- **Vos tâches**
A. D'après l'hommage à Ali Koudil, quel est le titre de son livre ?
B. Recopiez l'hommage à Ali Koudil à partir de « J'ai appris avec » et jusqu'à « justice aux ordres. ».

En hommage à Ali Koudil.
J'ai appris avec beaucoup de tristesse la disparition d'Ali Koudil, ex PDG de la CNAN, broyé par la machine judiciaire pour avoir dit "NON" à la mafia qui a saigné l'entreprise.
Au delà de sa souffrance, de son courage et de son intégrité, il laisse un témoignage poignant, sans doute le plus émouvant, sur l'univers carcéral, et le plus implacable sur la justice aux ordres.
Rien ne lui a été épargné, la mort de sa mère sans la voir une dernière fois, l'emprisonnement de son fils, un adolescent qui s'est fait arrêter pour retrouver son père ...
Malgré les épreuves, Ali Koudil est resté digne, sans concession ni compromis.
Que sa famille, notamment sa fille Sonia et son fils Arslane qui ont été d'un courage exemplaire, trouvent ici l'expression de mes sincères condoléances et de ma profonde sympathie.
Ci dessous, un extrait de son livre (Naufrage judiciaire): un père et son fils dans la meme prison:
" Lors d’une des visites de Sonia en début de l’année 2010, je compris, à son visage défait, que quelque chose de grave s’était passé. Je n’avais pas besoin de la presser pour qu’elle se mette à parler :
— Papa, tu n’as pas vu Arslane ?

- **Données fournies**
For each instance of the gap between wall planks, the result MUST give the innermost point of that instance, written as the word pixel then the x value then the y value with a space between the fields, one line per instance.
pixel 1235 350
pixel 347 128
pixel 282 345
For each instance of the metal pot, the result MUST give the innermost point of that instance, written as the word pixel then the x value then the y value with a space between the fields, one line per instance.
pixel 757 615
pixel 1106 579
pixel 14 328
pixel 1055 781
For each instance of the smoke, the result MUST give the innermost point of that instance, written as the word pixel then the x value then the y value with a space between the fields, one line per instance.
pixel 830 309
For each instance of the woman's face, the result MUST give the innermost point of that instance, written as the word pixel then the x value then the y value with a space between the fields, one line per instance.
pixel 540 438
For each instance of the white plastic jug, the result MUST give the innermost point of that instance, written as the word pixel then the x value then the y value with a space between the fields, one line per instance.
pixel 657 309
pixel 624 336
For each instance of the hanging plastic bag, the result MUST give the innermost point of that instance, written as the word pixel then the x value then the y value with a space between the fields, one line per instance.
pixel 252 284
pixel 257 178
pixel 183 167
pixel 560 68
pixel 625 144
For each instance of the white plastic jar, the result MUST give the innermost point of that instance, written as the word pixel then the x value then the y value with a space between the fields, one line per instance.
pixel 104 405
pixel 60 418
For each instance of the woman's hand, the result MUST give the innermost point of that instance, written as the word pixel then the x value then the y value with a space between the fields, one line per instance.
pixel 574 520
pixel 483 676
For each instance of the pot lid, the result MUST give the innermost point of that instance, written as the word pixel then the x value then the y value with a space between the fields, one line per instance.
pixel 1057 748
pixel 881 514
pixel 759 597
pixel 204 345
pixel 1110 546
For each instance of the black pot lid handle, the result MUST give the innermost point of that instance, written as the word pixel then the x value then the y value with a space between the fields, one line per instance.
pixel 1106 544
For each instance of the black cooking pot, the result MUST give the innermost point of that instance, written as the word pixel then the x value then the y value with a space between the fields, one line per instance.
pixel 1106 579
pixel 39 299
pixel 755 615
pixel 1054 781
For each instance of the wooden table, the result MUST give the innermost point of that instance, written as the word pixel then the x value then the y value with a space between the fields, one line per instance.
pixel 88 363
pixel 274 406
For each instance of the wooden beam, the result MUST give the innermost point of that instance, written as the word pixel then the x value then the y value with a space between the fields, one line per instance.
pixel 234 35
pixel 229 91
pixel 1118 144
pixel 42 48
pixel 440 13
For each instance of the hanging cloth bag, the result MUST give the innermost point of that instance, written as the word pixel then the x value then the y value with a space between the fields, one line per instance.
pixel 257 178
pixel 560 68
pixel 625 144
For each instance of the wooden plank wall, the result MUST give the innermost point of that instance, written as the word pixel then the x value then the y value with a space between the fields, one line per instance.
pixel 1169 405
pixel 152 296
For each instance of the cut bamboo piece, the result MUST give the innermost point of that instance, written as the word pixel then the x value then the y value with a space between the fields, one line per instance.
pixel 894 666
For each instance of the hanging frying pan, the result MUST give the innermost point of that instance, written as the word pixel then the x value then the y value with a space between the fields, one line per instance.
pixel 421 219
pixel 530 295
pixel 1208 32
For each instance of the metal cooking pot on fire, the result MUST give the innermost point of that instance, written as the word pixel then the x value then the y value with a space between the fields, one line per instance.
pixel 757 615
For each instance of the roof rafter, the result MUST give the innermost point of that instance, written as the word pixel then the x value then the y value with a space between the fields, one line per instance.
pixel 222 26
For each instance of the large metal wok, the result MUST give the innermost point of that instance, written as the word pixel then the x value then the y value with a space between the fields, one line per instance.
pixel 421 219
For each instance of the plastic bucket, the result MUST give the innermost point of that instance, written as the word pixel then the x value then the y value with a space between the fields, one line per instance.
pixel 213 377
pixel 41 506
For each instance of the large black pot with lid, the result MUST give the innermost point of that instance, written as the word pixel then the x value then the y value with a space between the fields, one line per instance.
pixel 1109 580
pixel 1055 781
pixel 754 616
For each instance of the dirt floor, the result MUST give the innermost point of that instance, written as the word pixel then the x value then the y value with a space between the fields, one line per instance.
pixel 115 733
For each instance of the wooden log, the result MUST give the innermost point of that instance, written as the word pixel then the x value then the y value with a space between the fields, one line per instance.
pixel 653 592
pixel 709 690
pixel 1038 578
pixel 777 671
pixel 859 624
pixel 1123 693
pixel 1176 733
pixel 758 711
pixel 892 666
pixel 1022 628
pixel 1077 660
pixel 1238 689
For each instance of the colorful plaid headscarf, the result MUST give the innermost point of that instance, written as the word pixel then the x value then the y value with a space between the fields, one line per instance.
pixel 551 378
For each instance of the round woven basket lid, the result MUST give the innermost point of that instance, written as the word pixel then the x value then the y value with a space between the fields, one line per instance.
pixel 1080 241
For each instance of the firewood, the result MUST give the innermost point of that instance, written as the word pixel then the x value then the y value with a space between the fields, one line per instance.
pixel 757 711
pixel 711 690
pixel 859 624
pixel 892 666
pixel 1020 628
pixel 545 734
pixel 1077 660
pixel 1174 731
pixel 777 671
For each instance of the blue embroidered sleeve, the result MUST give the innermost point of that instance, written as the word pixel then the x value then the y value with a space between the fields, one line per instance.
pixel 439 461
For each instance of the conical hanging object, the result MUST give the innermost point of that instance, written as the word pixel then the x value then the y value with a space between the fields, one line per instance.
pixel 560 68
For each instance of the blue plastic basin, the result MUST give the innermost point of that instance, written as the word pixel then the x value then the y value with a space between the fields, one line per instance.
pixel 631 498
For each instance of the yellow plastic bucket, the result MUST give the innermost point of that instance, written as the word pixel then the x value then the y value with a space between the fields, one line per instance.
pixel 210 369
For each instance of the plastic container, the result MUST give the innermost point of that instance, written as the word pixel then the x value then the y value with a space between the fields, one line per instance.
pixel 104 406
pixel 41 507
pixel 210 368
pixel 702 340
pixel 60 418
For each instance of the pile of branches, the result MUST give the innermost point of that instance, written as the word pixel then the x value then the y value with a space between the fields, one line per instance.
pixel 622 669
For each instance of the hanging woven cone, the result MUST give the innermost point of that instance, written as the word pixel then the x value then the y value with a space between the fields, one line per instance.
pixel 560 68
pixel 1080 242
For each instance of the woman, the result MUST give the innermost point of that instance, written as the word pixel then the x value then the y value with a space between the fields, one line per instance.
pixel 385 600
--
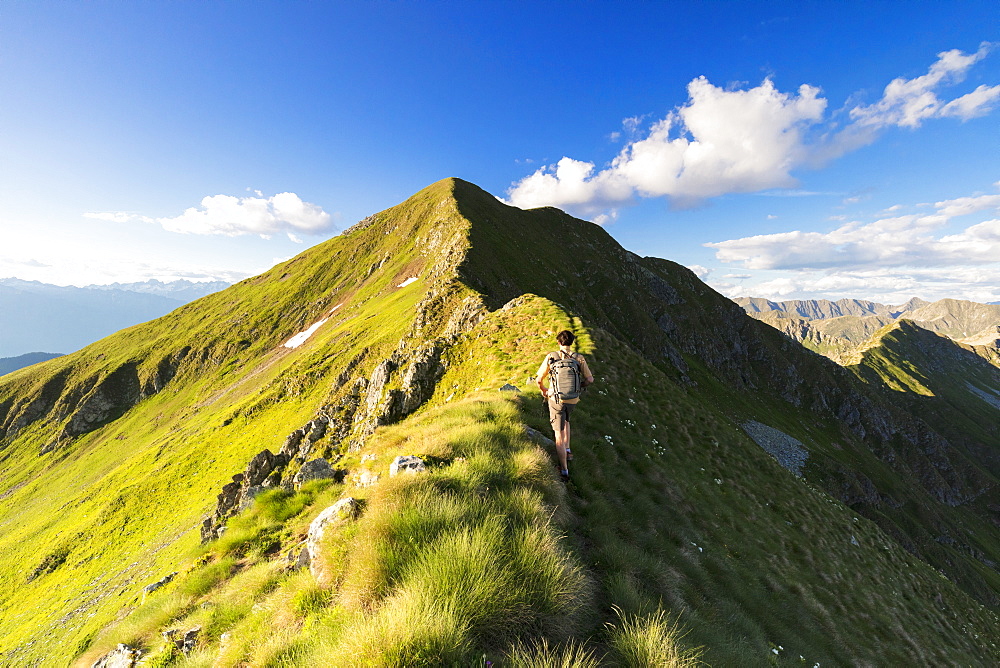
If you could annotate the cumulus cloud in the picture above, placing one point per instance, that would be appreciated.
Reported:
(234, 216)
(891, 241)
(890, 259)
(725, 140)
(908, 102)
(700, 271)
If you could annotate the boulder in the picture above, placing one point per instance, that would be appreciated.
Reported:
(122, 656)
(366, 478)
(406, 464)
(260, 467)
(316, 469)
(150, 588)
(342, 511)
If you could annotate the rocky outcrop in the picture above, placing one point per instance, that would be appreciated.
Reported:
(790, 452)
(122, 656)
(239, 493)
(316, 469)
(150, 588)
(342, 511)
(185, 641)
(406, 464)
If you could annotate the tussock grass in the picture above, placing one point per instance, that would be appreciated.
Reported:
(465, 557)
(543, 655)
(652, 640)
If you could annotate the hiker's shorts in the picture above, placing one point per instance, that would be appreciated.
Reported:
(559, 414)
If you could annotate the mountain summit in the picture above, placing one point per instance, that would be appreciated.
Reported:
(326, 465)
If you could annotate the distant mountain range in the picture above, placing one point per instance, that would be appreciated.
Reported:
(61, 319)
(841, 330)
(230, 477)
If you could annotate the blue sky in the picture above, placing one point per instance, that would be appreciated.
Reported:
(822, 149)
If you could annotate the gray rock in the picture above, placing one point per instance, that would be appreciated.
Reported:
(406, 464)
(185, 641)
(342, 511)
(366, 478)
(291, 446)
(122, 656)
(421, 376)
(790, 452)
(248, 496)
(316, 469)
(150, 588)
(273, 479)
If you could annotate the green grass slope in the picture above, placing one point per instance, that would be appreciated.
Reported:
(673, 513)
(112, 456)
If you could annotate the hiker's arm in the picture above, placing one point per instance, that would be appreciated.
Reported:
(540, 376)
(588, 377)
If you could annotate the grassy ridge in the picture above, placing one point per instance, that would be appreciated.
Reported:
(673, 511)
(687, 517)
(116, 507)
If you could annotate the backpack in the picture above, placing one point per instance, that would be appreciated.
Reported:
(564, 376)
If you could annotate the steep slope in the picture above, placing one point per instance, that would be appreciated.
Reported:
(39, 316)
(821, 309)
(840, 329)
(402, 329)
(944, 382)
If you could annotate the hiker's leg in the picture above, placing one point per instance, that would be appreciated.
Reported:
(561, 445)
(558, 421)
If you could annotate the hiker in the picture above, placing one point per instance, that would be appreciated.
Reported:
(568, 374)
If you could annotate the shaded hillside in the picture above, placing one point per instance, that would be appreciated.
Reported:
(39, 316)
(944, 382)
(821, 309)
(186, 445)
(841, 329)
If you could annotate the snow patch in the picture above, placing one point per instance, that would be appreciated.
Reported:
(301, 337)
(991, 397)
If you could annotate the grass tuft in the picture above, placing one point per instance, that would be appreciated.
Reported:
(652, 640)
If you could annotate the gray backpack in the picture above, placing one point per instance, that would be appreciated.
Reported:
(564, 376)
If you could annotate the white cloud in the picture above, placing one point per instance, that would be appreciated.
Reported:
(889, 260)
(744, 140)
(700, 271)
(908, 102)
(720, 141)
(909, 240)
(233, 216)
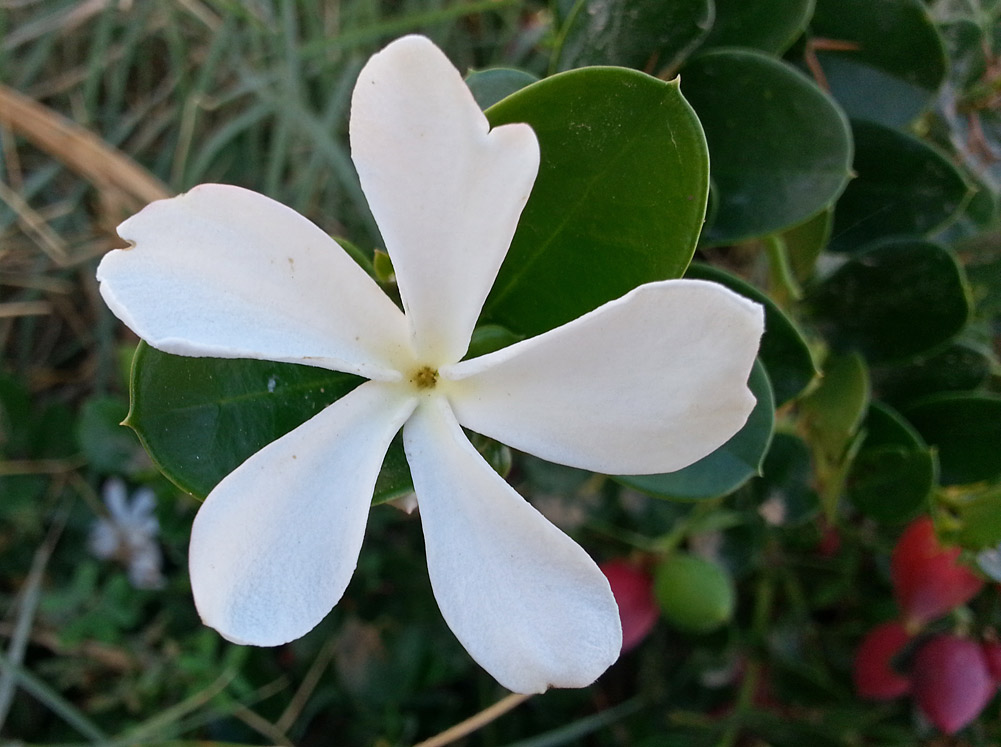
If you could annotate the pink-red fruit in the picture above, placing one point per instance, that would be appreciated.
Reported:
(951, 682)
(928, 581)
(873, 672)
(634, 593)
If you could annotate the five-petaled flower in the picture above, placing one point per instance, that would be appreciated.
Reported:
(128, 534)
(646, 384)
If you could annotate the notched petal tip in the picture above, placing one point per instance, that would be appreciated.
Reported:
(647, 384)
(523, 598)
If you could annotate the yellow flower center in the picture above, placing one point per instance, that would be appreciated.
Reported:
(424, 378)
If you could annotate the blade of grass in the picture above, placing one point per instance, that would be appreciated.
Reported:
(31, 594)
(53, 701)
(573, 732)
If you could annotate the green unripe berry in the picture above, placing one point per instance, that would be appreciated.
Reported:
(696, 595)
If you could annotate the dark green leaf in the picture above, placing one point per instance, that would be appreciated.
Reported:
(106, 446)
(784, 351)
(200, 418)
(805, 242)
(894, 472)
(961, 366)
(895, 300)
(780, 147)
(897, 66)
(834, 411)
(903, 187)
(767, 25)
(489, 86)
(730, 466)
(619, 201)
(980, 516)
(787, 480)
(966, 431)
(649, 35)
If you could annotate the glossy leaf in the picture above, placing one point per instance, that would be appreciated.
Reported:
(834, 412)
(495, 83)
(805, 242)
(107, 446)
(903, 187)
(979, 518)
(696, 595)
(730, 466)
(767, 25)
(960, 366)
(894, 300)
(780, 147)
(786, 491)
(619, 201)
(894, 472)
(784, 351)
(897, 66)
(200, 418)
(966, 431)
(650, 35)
* * *
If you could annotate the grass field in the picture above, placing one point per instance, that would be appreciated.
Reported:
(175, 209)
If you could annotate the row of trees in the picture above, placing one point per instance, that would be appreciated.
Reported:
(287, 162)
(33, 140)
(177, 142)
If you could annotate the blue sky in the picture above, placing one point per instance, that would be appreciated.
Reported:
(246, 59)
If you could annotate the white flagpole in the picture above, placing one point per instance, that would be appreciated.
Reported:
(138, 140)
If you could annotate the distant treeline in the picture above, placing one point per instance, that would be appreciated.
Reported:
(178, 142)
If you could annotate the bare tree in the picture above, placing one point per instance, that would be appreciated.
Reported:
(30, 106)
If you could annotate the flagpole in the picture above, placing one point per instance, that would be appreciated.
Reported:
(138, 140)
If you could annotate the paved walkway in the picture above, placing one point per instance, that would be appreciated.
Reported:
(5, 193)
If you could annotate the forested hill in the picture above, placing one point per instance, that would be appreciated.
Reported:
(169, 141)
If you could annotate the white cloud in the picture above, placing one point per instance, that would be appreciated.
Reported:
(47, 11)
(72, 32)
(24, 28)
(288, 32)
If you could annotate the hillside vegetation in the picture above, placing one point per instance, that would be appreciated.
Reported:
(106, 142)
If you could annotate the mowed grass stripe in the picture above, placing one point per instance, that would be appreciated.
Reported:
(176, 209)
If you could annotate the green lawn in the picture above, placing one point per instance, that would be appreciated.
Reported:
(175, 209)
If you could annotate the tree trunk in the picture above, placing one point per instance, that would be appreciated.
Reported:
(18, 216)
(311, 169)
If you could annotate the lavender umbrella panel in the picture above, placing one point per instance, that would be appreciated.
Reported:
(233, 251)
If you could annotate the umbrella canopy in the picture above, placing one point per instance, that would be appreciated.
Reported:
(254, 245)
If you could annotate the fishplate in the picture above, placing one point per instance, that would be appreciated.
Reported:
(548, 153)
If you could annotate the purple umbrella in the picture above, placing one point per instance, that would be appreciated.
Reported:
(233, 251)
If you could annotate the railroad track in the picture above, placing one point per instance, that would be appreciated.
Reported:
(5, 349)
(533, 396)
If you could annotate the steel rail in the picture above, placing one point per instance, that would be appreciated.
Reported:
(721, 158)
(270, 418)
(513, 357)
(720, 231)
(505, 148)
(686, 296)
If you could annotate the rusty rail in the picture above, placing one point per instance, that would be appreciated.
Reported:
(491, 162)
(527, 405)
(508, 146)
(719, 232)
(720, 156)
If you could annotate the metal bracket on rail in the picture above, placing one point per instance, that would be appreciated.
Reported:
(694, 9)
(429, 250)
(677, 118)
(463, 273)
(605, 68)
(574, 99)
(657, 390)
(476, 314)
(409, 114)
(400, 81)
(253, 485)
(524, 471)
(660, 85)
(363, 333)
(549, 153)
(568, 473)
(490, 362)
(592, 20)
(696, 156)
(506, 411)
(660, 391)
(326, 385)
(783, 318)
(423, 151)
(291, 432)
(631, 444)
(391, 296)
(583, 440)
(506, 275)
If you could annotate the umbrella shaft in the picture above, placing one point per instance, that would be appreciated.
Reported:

- **Les réponses**
A. Naufrage judiciaire

B.
J'ai appris avec beaucoup de tristesse la disparition d'Ali Koudil, ex PDG de la CNAN, broyé par la machine judiciaire pour avoir dit "NON" à la mafia qui a saigné l'entreprise.
Au delà de sa souffrance, de son courage et de son intégrité, il laisse un témoignage poignant, sans doute le plus émouvant, sur l'univers carcéral, et le plus implacable sur la justice aux ordres.